▶ **TO DO**
Your output should be the complete listing, repeated exactly.

-------- RECORDS FOR THIS EXERCISE

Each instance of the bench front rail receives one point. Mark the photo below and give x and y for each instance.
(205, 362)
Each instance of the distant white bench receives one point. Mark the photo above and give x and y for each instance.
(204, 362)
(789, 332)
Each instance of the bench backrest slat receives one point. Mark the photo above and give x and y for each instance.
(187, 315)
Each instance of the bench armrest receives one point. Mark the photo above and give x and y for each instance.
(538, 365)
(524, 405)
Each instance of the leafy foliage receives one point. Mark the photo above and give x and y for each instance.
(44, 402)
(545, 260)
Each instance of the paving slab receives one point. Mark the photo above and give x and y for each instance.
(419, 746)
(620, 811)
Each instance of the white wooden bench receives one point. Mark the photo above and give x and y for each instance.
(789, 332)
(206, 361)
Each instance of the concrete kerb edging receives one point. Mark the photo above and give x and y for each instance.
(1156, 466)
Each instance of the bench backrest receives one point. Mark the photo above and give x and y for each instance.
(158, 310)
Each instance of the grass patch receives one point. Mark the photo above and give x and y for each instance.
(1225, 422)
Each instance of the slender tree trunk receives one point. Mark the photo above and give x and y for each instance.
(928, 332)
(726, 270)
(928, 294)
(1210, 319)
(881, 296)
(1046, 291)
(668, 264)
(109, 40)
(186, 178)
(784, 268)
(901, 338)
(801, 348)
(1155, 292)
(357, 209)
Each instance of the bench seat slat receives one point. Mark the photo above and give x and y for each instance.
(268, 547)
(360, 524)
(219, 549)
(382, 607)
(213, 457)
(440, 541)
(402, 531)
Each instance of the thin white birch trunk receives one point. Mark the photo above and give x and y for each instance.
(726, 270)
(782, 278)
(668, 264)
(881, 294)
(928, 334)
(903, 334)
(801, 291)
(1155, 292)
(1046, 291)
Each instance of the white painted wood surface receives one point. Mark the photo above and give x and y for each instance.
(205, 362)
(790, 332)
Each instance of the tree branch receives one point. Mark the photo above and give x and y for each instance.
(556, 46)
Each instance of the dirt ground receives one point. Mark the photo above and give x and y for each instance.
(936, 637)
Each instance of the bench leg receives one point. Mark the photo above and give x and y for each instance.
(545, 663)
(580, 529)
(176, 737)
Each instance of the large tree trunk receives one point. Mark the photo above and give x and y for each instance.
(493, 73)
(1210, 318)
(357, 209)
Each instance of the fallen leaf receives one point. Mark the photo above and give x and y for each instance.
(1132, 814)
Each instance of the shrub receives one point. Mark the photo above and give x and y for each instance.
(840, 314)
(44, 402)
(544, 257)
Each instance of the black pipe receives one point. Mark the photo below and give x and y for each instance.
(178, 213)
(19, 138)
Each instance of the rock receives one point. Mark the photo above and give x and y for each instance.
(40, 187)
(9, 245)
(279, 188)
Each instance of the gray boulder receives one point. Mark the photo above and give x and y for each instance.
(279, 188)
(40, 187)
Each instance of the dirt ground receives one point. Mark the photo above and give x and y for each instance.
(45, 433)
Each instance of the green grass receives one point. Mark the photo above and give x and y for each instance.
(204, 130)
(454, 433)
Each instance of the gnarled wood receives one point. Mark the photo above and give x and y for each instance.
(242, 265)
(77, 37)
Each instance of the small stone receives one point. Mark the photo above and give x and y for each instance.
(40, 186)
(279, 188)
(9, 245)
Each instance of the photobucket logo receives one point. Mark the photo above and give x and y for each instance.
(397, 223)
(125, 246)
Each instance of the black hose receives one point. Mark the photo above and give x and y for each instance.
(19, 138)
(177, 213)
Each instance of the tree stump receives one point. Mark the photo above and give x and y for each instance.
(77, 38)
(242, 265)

----------------

▶ **RESPONSE**
Each instance of the bench front rail receives one point. Mark the photo below and give x and y for each instance.
(205, 362)
Each instance of the distant white bench receives one point. Mark the photo above and give x and y for each instance.
(204, 362)
(789, 332)
Each instance of the bench backrest slat receives one point. Mark the photo above and give x and y for each instance.
(187, 315)
Each instance of the bench armrest receives one point. Mark the photo above and give x and y for each instance.
(538, 365)
(524, 405)
Each instance of the leafy foliage receives one point. Mark the photo above and give x and y for each instance.
(44, 402)
(545, 260)
Each instance of the paving slab receives one point. Mark the photo above and give x and y for each instance.
(419, 746)
(620, 811)
Each instance of the white wooden bench receives one point. Mark the photo above and give x and y for each instance.
(789, 332)
(206, 361)
Each instance of the concrete kerb edging receives one point. Mark the photo above and give x and y for each instance.
(1156, 466)
Each instance of the bench backrest receives one point. Mark the photo above and give x and y for each instance.
(158, 310)
Each instance of the grass patch receives one point. Mark the photo above and give x and y for each instance.
(1225, 422)
Each instance of the slender tree trunk receives one point. Mark the photo above and give x and y for each instance.
(928, 332)
(726, 270)
(928, 294)
(1210, 319)
(881, 296)
(1046, 291)
(668, 264)
(109, 40)
(186, 178)
(784, 268)
(901, 338)
(801, 348)
(1155, 292)
(357, 209)
Each instance of the bench seat slat receives one point. Mark the photo above and give x and y for each instance.
(268, 547)
(360, 524)
(219, 549)
(382, 607)
(213, 457)
(440, 541)
(402, 531)
Each instance of the thin white birch trunk receives one point. Mark the photo above and give x and y for each instance.
(726, 270)
(782, 278)
(668, 264)
(881, 294)
(928, 334)
(903, 334)
(801, 291)
(1155, 292)
(1046, 291)
Each instance of the white painted wood surface receives one point. Mark the photo above and give x and y for each instance.
(205, 362)
(790, 332)
Each instance of the tree branch receives one point. Mark the photo above and give x and y for each instance.
(556, 46)
Each instance of the dirt ground receives one point. Mark the photo above and give x and y for each instance.
(936, 637)
Each instance of the bench leg receives one point. Mark the photo above and give x and y for each instance.
(545, 663)
(580, 529)
(176, 737)
Each instance of the large tree trunk receives one point. Mark the photo above and give x and y for each instance.
(493, 73)
(1210, 318)
(357, 209)
Each instance of the fallen leaf receives one point. Mark the photo above and give x and y for each instance.
(1132, 814)
Each instance of the shrub receives one point. Mark the photo above and give x and y for each instance.
(840, 314)
(44, 402)
(544, 257)
Each instance of the black pipe receives one point. Mark the photo below and give x and y for each instance.
(178, 213)
(19, 138)
Each instance of the rock receives one point. Mark the photo above and give x and y for each instance.
(40, 187)
(9, 245)
(279, 188)
Each instance of the gray boulder receives one point. Mark the photo above and give x and y for each instance.
(279, 188)
(40, 187)
Each instance of the dirt ground receives one point. Mark the photo above and give x and y for each instance.
(45, 433)
Each instance of the green grass receives one point. Mark the photo above and give x and y for each instance.
(204, 130)
(454, 433)
Each instance of the gnarled wood receives one point. Mark the photo above and give x and y for each instance.
(242, 265)
(77, 37)
Each instance of the small stone receives one point. Mark the photo above and give x and y for each instance.
(40, 186)
(279, 188)
(9, 245)
Each instance of the photobucket logo receives one point. Mark the photo above and give x and y for each instance.
(397, 223)
(125, 246)
Each instance of the black hose receives one point. Mark the photo above and give x and y for each instance.
(19, 138)
(177, 213)
Each instance of the tree stump receives one point. Mark the photo above and give x and y for each instance.
(77, 38)
(242, 265)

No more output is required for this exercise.